Start of Text extract

“The Meaning of Life”, according to H.P. Lovecraft and Robert M. Price

Dr. Robert M. Price

Dr. Robert M. Price

Well, that’s not what Bob titled it.  He calls it The Ecstasy of Lovecraft.  But my title is appropriate, I think!  This is a talk that Dr. Robert M. Price gave last weekend at the H.P. Lovecraft Film Festival, after the “Yog-Sothoth Spaghetti Dinner”.

Bob was kind enough to send this to me so that you all could read it.  (And you can watch it, and the “Yog-Sothoth Spaghetti Dinner”, in the video at the end of this post.) – MD

The Ecstasy of Lovecraft, by Robert M. Price

We enjoy the joke of pretending there are cults of Cthulhu and Yog-Sothoth. I know I do. But it raises a serious question: can there be a Lovecraftian spirituality? I don’t mean the fanatical hero worship we are inclined to direct toward the Providence Prophet, though like the Elvis cult, that has some of the marks of a religion—pilgrimages to the holy sites mentioned in Lovecraft’s stories, commemoration of his birth and death, and so on. I’m proud to say Lovecraft has profoundly influenced my life—as I think you know!

End of Text extract

What the exercise asks:
Reproduce the Lovecraft talk post in full, word for word. The listing that comes next has no connection to the Lovecraft talk post.

Start of Data section

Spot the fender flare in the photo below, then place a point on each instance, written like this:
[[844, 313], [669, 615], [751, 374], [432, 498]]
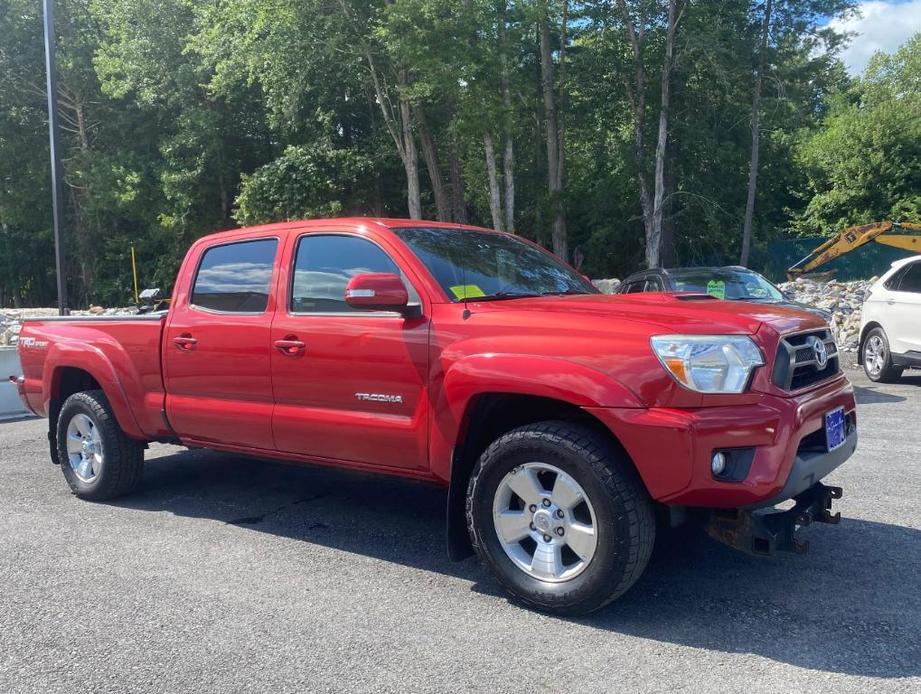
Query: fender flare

End of Data section

Reply to the task:
“The Meaning of Life”, according to H.P. Lovecraft and Robert M. Price

Dr. Robert M. Price

Dr. Robert M. Price

Well, that’s not what Bob titled it.  He calls it The Ecstasy of Lovecraft.  But my title is appropriate, I think!  This is a talk that Dr. Robert M. Price gave last weekend at the H.P. Lovecraft Film Festival, after the “Yog-Sothoth Spaghetti Dinner”.

Bob was kind enough to send this to me so that you all could read it.  (And you can watch it, and the “Yog-Sothoth Spaghetti Dinner”, in the video at the end of this post.) – MD

The Ecstasy of Lovecraft, by Robert M. Price

We enjoy the joke of pretending there are cults of Cthulhu and Yog-Sothoth. I know I do. But it raises a serious question: can there be a Lovecraftian spirituality? I don’t mean the fanatical hero worship we are inclined to direct toward the Providence Prophet, though like the Elvis cult, that has some of the marks of a religion—pilgrimages to the holy sites mentioned in Lovecraft’s stories, commemoration of his birth and death, and so on. I’m proud to say Lovecraft has profoundly influenced my life—as I think you know!